WHAT YOU HAVE TO DO: Please pick up the space station crew update below right after its final sentence and keep writing it.

:: READING TEXT

Meanwhile, off the Earth, the Expedition 55 crew reconfigured the JEM Airlock in support of an upcoming experiment: Materials on ISS Experiment – Flight Facility (MISSE-FF) payload operations. This study exposes sample plates containing a variety of surface materials to the harsh environs of space outside the station for varying durations. Data collected will inform satellite designers how different materials can degrade over time—a topic of great importance when it comes to designing and building spacecraft and structures to withstand a journey through the cosmos. 

On Friday, Flight Engineer Scott Tingle of NASA will wrap up the week talking to science teachers—and lots of them—via an educational in-flight event with the National Science Teachers Association National Conference. During this downlink highlighting the Year of Education on Station, teachers from as far as the United Arab Emirates will pose their own burning questions for the astronaut and learn more about how to living—and working—is accomplished in microgravity.

Spacewalk and cargo preps punctuated with media outreach

Flight Engineers Norishige Kanai and Scott Tingle
From left, Flight Engineers Norishige Kanai and Scott Tingle take part in an in-flight media event aboard the orbiting laboratory. Image Credit: NASA TV

It’s a new day in space aboard the International Space Station, and three Expedition 55 crew members are prepping for an upcoming spacewalk and cargo-transfer activities while also sharing the wonders of our orbiting laboratory.

March 29 is the target date of the next U.S. spacewalk. To begin preparations for the excursion, the crew swapped out Extravehicular Mobility Units, or EMUs, and began resizing the suits. Also on the task list: packing up suit parts intended for return to Earth with SpaceX CRS-14.

In addition, the crewmates spent time reconfiguring the European Physiology Module rack for the future installation of ESA’s ICE Cubes Facility (ICF). The ICF will provide commercial entities simplified, low-cost access to the space station with individual experiment cubes—small investigations that could make large impacts within the scientific community.

::::
:: INFORMATION SHOWN

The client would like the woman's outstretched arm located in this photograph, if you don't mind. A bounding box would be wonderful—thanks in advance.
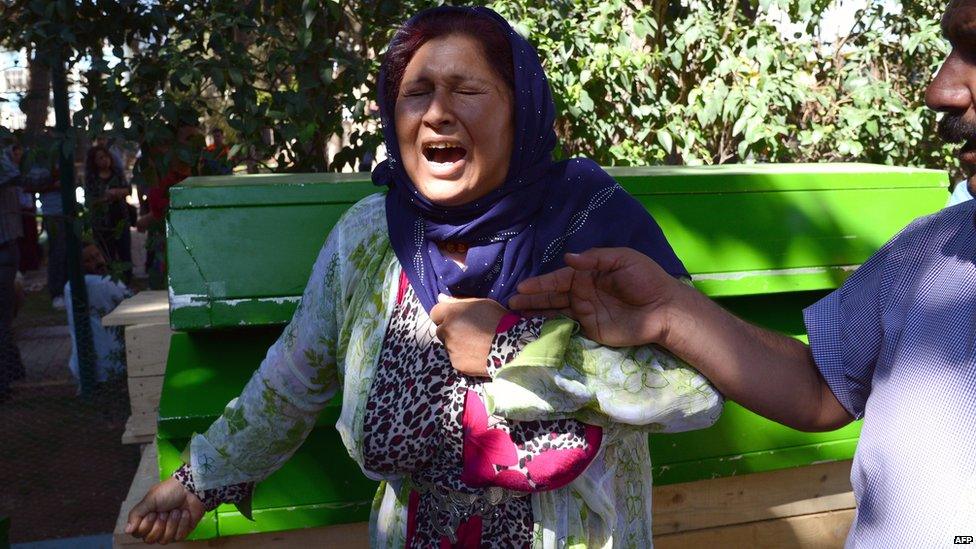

::::

OUTPUT FOR THIS EXERCISE:
NASA astronaut Scott Tingle and Norishige Kanai from the Japan Aerospace Exploration Agency shared how space station benefits humankind off the Earth, for the Earth, during two in-flight Public Affairs events live on NASA TV. The first interview was with KYW-TV in Philadelphia, while the second was with NPR’s 1A Broadcast on WAMU Radio in Washington, D.C.

Later, a reboost is planned using the Progress 69P spacecraft to lift station to the correct altitude for a Soyuz 53S undock and landing early this summer.

Investigations this week set the stage for longer missions in space

Veggie experiment
The crew continued work with Veggie-03, watering the lettuce plants, documenting growth and selecting some for consumption. Image Credit: NASA

Kicking off the new week, the Expedition 55 crew aboard the International Space Station continued studies evaluating crew health, performance and sustainability for long-duration space missions.

For one such investigation, a crewmate set up Neuromapping hardware to perform tests for Flight Day 90, conducting strapped in and free-floating body configurations. This experiment studies whether long missions can cause changes to brain structure and function, motor control and multitasking abilities, as well as how long it would take the brain and body to recover from the possible effects. Previous anecdotal evidence supplied by astronauts suggests that movement control and cognition can be affected in microgravity.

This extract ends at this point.